--- START ---
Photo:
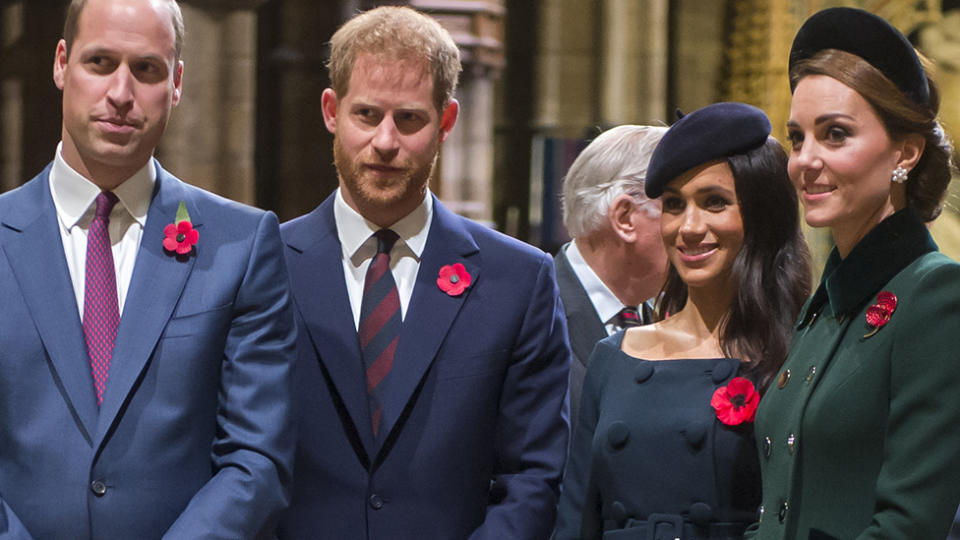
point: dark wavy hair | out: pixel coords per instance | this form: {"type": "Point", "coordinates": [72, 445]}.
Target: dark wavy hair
{"type": "Point", "coordinates": [927, 183]}
{"type": "Point", "coordinates": [771, 273]}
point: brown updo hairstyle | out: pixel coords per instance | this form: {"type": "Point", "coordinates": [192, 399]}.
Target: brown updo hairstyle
{"type": "Point", "coordinates": [927, 183]}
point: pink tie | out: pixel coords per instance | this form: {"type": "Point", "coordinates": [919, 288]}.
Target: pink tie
{"type": "Point", "coordinates": [101, 316]}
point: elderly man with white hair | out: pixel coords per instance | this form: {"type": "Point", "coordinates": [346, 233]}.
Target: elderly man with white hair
{"type": "Point", "coordinates": [616, 262]}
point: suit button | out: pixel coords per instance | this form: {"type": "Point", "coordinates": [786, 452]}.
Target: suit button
{"type": "Point", "coordinates": [784, 377]}
{"type": "Point", "coordinates": [98, 487]}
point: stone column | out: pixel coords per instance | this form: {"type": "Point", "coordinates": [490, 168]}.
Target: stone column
{"type": "Point", "coordinates": [210, 138]}
{"type": "Point", "coordinates": [633, 62]}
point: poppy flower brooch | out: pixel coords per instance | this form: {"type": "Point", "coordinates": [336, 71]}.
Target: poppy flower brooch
{"type": "Point", "coordinates": [453, 279]}
{"type": "Point", "coordinates": [736, 402]}
{"type": "Point", "coordinates": [878, 315]}
{"type": "Point", "coordinates": [179, 237]}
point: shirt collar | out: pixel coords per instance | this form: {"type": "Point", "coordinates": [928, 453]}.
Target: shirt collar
{"type": "Point", "coordinates": [354, 231]}
{"type": "Point", "coordinates": [73, 194]}
{"type": "Point", "coordinates": [886, 250]}
{"type": "Point", "coordinates": [604, 301]}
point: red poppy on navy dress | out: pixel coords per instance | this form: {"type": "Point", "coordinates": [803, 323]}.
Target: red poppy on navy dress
{"type": "Point", "coordinates": [878, 315]}
{"type": "Point", "coordinates": [180, 236]}
{"type": "Point", "coordinates": [736, 402]}
{"type": "Point", "coordinates": [453, 279]}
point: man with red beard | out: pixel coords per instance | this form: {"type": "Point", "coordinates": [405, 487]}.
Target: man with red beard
{"type": "Point", "coordinates": [433, 356]}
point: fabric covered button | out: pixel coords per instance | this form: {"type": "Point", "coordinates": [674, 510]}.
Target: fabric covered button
{"type": "Point", "coordinates": [617, 435]}
{"type": "Point", "coordinates": [98, 487]}
{"type": "Point", "coordinates": [720, 372]}
{"type": "Point", "coordinates": [643, 372]}
{"type": "Point", "coordinates": [784, 377]}
{"type": "Point", "coordinates": [618, 512]}
{"type": "Point", "coordinates": [810, 374]}
{"type": "Point", "coordinates": [701, 513]}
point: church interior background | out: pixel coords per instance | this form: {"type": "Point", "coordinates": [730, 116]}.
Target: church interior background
{"type": "Point", "coordinates": [540, 79]}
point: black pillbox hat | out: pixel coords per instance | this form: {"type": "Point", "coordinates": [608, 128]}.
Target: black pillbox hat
{"type": "Point", "coordinates": [868, 36]}
{"type": "Point", "coordinates": [713, 132]}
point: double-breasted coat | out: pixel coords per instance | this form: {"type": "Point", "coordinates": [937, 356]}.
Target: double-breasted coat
{"type": "Point", "coordinates": [859, 436]}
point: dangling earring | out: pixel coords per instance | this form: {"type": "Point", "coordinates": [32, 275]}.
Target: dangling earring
{"type": "Point", "coordinates": [899, 175]}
--- END ---
**What you have to do:** Swap every "pixel coords" in the entries above for "pixel coordinates" and write the entries out again with nothing else changed. Leave the pictures out.

**Finished exercise:**
Photo:
point: dark wavy hair | out: pixel coordinates per instance | this form: {"type": "Point", "coordinates": [72, 445]}.
Target: dark wavy hair
{"type": "Point", "coordinates": [927, 183]}
{"type": "Point", "coordinates": [771, 273]}
point: brown updo hairstyle | out: pixel coordinates per instance | this form: {"type": "Point", "coordinates": [192, 399]}.
Target: brown updo hairstyle
{"type": "Point", "coordinates": [927, 183]}
point: pink tie | out: pixel coordinates per instance | this form: {"type": "Point", "coordinates": [919, 288]}.
Target: pink tie
{"type": "Point", "coordinates": [101, 316]}
point: elderly man with white hair | out: pixel coordinates per instance | this form: {"type": "Point", "coordinates": [346, 233]}.
Target: elderly man with white hair
{"type": "Point", "coordinates": [616, 262]}
point: suit button | out: pixel coordinates per instance | this form: {"type": "Point", "coordinates": [786, 452]}.
Target: suit button
{"type": "Point", "coordinates": [784, 377]}
{"type": "Point", "coordinates": [98, 487]}
point: stone column | out: pixel coordinates per instance | this form: {"type": "Point", "coordinates": [490, 168]}.
Target: stone column
{"type": "Point", "coordinates": [210, 138]}
{"type": "Point", "coordinates": [633, 62]}
point: poppy flower brooch | out: pixel coordinates per instance | this form: {"type": "Point", "coordinates": [336, 71]}.
Target: poppy flower brooch
{"type": "Point", "coordinates": [453, 279]}
{"type": "Point", "coordinates": [736, 402]}
{"type": "Point", "coordinates": [878, 315]}
{"type": "Point", "coordinates": [179, 237]}
point: shirt collar | out: pixel coordinates per instance | this form: {"type": "Point", "coordinates": [928, 453]}.
Target: shirt collar
{"type": "Point", "coordinates": [354, 231]}
{"type": "Point", "coordinates": [73, 194]}
{"type": "Point", "coordinates": [886, 250]}
{"type": "Point", "coordinates": [604, 301]}
point: red poppy on navy dress | out: pixel coordinates per instance | this form: {"type": "Point", "coordinates": [803, 323]}.
Target: red poppy on navy dress
{"type": "Point", "coordinates": [878, 315]}
{"type": "Point", "coordinates": [180, 236]}
{"type": "Point", "coordinates": [736, 402]}
{"type": "Point", "coordinates": [453, 279]}
point: man with red beard | out: pixel coordinates per instance | this form: {"type": "Point", "coordinates": [405, 487]}.
Target: man with red beard
{"type": "Point", "coordinates": [433, 356]}
point: fabric covered button | out: pixel coordinates per instance | this form: {"type": "Point", "coordinates": [674, 510]}.
Target: fabric covered button
{"type": "Point", "coordinates": [617, 435]}
{"type": "Point", "coordinates": [98, 487]}
{"type": "Point", "coordinates": [720, 372]}
{"type": "Point", "coordinates": [643, 372]}
{"type": "Point", "coordinates": [784, 377]}
{"type": "Point", "coordinates": [618, 512]}
{"type": "Point", "coordinates": [810, 374]}
{"type": "Point", "coordinates": [701, 513]}
point: church interior background | out: pixel coordinates per instance | this form: {"type": "Point", "coordinates": [730, 116]}.
Target: church interior background
{"type": "Point", "coordinates": [540, 79]}
point: black pillbox hat | out: pixel coordinates per instance | this form: {"type": "Point", "coordinates": [608, 128]}.
Target: black pillbox hat
{"type": "Point", "coordinates": [868, 36]}
{"type": "Point", "coordinates": [713, 132]}
point: double-breasted coat | out: pixel coordinates per instance | this form: {"type": "Point", "coordinates": [937, 356]}.
Target: double-breasted coat
{"type": "Point", "coordinates": [859, 436]}
point: dangling earring | out: pixel coordinates per instance | this form: {"type": "Point", "coordinates": [32, 275]}.
Target: dangling earring
{"type": "Point", "coordinates": [899, 175]}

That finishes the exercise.